DATA IN THIS EXERCISE
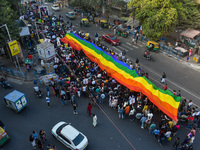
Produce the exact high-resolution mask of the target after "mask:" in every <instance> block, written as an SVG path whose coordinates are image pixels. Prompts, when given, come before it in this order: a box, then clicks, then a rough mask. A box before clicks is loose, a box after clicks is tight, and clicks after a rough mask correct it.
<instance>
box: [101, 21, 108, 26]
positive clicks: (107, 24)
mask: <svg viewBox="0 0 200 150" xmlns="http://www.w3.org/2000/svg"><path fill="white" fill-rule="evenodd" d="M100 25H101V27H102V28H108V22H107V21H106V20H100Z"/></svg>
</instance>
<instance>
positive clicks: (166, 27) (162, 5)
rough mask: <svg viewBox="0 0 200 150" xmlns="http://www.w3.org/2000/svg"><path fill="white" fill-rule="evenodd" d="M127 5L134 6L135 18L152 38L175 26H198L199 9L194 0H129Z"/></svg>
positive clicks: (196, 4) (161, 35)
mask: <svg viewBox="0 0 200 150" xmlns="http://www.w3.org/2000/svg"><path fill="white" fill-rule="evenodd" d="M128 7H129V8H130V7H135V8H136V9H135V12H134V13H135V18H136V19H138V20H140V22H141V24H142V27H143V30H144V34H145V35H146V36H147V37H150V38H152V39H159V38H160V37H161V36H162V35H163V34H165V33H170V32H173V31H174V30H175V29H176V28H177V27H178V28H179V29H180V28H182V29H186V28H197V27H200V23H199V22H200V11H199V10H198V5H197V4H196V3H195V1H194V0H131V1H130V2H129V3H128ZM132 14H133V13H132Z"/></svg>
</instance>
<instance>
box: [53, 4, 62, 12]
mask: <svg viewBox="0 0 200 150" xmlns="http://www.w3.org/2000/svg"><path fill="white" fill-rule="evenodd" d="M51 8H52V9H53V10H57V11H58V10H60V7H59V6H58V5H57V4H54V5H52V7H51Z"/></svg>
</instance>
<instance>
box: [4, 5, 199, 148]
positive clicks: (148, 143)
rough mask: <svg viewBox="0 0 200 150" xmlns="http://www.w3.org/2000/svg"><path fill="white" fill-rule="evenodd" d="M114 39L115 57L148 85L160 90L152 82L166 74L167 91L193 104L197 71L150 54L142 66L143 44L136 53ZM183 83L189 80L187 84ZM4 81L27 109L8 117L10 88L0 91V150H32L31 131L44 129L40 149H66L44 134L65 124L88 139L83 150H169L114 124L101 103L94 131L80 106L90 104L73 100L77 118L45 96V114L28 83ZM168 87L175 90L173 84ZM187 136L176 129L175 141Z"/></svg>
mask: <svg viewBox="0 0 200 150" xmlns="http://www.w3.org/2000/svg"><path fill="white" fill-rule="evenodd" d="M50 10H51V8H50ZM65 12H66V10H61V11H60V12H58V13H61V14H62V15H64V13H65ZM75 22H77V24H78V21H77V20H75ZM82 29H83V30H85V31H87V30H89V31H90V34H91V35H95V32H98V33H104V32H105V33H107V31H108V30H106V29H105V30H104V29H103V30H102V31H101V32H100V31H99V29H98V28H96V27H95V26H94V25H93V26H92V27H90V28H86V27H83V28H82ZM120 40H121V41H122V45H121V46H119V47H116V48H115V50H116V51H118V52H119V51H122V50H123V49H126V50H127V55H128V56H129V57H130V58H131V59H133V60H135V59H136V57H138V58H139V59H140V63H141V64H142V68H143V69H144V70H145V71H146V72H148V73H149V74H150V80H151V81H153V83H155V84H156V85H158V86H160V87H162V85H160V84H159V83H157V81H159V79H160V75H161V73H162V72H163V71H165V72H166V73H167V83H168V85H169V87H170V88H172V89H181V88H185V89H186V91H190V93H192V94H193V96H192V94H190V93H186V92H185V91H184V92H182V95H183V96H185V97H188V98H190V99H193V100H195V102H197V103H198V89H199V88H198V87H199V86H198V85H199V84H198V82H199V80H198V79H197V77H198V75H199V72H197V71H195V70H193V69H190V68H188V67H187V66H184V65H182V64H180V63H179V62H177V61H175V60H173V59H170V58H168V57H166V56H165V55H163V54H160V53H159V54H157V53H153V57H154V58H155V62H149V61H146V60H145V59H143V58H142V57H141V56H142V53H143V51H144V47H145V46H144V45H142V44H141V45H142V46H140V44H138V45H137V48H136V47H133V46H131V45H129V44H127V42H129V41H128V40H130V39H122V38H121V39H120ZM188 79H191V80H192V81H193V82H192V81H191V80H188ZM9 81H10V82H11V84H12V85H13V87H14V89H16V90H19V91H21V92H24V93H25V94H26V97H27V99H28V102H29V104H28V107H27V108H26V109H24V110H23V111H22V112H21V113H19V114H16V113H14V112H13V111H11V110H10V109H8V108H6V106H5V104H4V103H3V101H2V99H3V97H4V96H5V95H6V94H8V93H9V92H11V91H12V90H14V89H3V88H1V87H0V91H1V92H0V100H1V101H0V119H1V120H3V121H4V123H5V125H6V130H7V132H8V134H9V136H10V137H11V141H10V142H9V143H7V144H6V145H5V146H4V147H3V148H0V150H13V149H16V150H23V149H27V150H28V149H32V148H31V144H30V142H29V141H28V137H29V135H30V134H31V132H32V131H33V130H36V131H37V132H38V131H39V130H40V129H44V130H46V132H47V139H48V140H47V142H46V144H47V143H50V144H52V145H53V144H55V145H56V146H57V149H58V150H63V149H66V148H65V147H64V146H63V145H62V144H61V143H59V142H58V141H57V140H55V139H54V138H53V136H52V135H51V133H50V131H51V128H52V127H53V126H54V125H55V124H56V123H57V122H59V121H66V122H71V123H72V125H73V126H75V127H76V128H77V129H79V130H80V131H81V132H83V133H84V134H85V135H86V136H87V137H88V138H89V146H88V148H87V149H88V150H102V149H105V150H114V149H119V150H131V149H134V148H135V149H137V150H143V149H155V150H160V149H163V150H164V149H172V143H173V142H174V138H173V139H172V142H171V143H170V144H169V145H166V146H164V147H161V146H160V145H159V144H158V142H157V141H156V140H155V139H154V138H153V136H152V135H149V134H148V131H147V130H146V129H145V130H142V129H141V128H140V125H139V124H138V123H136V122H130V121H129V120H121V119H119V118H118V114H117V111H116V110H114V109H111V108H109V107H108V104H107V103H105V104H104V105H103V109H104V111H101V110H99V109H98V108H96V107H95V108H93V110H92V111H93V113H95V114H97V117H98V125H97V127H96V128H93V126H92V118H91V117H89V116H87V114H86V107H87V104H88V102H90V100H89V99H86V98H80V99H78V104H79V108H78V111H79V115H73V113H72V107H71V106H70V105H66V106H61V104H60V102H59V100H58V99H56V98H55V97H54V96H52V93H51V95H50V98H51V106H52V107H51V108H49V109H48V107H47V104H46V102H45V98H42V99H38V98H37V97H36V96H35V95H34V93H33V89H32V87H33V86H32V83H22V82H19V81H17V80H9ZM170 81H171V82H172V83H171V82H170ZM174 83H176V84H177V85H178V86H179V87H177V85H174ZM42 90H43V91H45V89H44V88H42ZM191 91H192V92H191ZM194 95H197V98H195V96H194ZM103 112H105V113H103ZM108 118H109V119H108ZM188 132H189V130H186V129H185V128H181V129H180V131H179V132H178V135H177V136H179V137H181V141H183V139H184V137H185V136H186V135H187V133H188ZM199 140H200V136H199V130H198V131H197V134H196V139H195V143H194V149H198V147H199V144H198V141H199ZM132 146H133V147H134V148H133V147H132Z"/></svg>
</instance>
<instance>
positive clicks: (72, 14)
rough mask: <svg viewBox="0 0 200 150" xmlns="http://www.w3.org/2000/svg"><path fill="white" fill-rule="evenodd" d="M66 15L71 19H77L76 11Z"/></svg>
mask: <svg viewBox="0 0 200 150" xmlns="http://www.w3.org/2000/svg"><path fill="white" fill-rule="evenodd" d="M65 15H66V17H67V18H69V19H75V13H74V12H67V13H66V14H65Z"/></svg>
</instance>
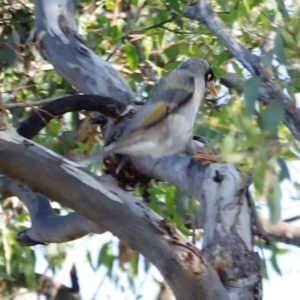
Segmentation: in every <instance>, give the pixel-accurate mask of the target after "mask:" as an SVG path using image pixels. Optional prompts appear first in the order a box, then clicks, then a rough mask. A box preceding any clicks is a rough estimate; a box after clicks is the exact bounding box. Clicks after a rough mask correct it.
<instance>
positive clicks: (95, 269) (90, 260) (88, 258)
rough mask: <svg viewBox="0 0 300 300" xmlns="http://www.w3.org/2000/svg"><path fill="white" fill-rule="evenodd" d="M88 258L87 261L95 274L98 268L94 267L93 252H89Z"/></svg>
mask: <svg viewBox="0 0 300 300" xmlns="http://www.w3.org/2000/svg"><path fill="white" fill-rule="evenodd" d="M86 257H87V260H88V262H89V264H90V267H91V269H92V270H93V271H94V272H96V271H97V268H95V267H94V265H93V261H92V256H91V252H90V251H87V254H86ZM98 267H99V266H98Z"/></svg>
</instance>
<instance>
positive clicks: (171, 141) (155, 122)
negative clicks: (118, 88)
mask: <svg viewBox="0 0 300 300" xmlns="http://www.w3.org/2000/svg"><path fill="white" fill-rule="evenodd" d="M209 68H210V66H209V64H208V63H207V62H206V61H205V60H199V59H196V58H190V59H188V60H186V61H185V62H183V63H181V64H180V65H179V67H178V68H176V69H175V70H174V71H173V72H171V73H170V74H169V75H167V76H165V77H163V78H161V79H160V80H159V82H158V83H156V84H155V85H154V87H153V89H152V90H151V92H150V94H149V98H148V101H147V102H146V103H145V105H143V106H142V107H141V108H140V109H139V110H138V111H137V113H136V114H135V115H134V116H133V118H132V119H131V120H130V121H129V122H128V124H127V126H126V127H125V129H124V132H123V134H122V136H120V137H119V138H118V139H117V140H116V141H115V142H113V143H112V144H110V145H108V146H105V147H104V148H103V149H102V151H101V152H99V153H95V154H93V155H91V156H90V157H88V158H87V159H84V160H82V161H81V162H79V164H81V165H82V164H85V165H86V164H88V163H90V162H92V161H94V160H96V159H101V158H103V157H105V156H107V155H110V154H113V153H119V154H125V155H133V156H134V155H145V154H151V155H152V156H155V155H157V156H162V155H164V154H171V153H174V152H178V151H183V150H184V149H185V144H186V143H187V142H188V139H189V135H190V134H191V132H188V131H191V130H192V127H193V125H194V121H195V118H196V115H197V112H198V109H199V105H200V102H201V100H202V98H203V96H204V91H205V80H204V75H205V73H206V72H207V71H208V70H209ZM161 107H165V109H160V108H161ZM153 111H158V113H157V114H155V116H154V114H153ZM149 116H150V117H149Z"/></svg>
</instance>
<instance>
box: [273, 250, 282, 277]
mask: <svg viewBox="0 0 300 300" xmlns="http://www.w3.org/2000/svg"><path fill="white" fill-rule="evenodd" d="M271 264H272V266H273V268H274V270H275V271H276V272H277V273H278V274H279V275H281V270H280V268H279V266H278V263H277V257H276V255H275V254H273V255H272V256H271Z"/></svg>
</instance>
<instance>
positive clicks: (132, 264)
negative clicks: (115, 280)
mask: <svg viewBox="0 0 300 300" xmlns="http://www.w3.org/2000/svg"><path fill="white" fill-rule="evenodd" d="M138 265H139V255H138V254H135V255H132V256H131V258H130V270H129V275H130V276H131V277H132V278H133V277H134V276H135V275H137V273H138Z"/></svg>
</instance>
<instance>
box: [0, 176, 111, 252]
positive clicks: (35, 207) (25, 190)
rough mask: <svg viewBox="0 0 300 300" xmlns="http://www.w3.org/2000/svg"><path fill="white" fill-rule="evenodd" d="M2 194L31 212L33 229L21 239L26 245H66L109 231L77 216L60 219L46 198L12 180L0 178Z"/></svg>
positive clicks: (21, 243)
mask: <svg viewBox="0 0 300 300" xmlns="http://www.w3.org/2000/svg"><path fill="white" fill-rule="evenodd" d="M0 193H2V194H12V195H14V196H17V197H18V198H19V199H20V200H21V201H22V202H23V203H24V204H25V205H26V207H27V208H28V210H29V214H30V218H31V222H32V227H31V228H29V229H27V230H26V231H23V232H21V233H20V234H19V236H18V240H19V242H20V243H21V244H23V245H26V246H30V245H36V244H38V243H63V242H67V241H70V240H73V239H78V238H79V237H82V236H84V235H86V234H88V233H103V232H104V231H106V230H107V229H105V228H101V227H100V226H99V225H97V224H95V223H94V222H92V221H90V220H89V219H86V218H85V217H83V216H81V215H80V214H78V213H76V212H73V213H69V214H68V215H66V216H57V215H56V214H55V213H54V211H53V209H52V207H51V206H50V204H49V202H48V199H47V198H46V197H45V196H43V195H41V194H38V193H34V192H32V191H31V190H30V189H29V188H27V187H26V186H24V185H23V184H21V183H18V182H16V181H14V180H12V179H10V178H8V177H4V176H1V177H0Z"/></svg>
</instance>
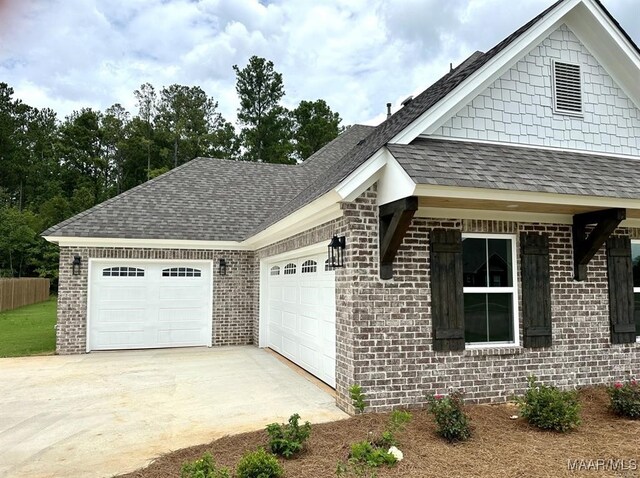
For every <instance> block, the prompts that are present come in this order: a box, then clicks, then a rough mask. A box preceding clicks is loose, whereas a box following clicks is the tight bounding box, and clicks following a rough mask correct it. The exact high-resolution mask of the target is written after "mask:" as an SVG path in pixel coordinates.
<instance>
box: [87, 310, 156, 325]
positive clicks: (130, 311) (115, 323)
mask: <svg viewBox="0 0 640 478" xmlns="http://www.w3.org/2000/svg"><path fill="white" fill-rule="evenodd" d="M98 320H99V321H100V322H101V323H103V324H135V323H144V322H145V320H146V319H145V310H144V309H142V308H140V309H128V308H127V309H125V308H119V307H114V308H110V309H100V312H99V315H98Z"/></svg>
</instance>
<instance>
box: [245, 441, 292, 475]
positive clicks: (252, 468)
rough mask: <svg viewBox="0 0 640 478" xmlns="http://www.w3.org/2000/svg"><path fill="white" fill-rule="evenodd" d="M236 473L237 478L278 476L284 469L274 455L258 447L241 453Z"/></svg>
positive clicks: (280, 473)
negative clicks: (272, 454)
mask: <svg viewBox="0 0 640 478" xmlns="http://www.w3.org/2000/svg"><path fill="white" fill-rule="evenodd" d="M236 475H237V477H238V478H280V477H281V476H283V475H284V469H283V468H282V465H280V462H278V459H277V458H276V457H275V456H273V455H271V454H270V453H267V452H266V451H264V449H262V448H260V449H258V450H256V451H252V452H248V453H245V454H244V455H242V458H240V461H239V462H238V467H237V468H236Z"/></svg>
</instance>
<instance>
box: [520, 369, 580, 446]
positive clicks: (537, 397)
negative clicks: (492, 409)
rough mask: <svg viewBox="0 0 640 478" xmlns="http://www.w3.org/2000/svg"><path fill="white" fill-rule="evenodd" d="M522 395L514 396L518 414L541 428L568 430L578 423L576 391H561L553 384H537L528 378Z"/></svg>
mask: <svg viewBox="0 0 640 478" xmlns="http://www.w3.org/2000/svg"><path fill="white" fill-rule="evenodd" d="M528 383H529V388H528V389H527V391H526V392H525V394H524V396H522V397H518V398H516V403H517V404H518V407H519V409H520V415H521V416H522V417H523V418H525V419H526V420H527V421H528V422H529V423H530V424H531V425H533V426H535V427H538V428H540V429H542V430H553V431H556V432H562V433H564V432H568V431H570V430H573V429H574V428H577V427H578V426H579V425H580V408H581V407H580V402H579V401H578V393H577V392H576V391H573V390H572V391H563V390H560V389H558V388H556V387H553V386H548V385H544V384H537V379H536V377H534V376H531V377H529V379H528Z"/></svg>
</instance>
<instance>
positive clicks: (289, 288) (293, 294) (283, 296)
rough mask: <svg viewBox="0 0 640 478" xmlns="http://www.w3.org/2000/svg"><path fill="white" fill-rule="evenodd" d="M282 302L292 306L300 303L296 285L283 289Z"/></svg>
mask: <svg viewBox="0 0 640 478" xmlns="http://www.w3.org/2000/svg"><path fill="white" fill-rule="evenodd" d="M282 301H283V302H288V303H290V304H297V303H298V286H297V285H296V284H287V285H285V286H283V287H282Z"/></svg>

WHAT THIS TASK INVOLVES
All that belongs in your answer is the stretch of entries above from the line with "Segmentation: in every" through the line with "positive clicks: (95, 269)", printed exactly.

RESULT BELOW
Segmentation: in every <instance>, give the pixel-accurate mask of the target after "mask:" as an SVG path using image pixels. Optional prompts appear first in the order a box, then clicks, then a rough mask. A box preceding any clicks is a rough estimate; a box after clicks is the exact bounding box. Clicks after a rough mask correct it.
<instance>
positive clicks: (95, 269) (90, 260) (88, 258)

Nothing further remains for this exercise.